• TASKS TO CARRY OUT:
#1 In the article on Oregon State Hospital's nursing education program below, write out word for word the part that opens with the words containing "Participating hospitals pay" and closes with "number of months.".
#2 Condense the paragraph of the article on Oregon State Hospital's nursing education program that begins "According to the Oregon Center for Nursing" into a short list that keeps its main facts.

• TEXT FOR ANALYSIS:
□ □ □ □ □ □ □

In December 2008, six employees of Oregon State Hospital graduated from Portland Community College with nursing degrees, two more are currently in a nursing program at Clackamas Community College, and six employees will begin the program at Portland Community College in the spring.
The employees are part of the N2K Nursing Education Program, a collaboration among the Oregon Health Career Center, nursing programs and hospitals, to address the state's nursing shortage.
According to the Oregon Center for Nursing, by 2025, 41 percent of currently licensed RNs are expected to retire. Oregon State Hospital, or OSH, is working toward lowering its nursing vacancy rate from 22 percent to 10 percent this year. Nancy Frantz-Geddes, director of OSH Nursing Services, noted that OSH's rate is running at 12 percent.
Participating hospitals pay for tuition, which currently costs between $25,000 and $30,000, and in exchange the employees return as nurses for an agreed-upon number of months.
Students are chosen based on having completed pre-requisites for a nursing program, tenure, supervisor recommendation and the capacity to work and go to school concurrently. "It's a pretty rigorous selection process," Frantz-Geddes said.
At the same time, there is "cooperation up and down the chain," she said. OSH, as with the program's other hospital participants, allows for flexible work schedules during the fast-tracked 18-month RN program. "You have to come to the program with the capacity to work and go to school," she said. "You need a rigorous support system in and out of the hospital."

□ □ □ □ □ □ □

• SOURCE DATA:
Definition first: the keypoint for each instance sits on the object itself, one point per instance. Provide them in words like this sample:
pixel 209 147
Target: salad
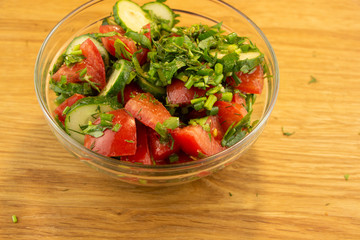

□ □ □ □ □ □ □

• TASK-BY-TASK ANSWERS:
#1
Participating hospitals pay for tuition, which currently costs between $25,000 and $30,000, and in exchange the employees return as nurses for an agreed-upon number of months.

#2
- The Oregon Center for Nursing expects 41 percent of currently licensed RNs to retire by 2025.
- Oregon State Hospital (OSH) aims to reduce its nursing vacancy rate from 22 percent to 10 percent this year.
- According to Nancy Frantz-Geddes, director of OSH Nursing Services, the OSH rate is currently 12 percent.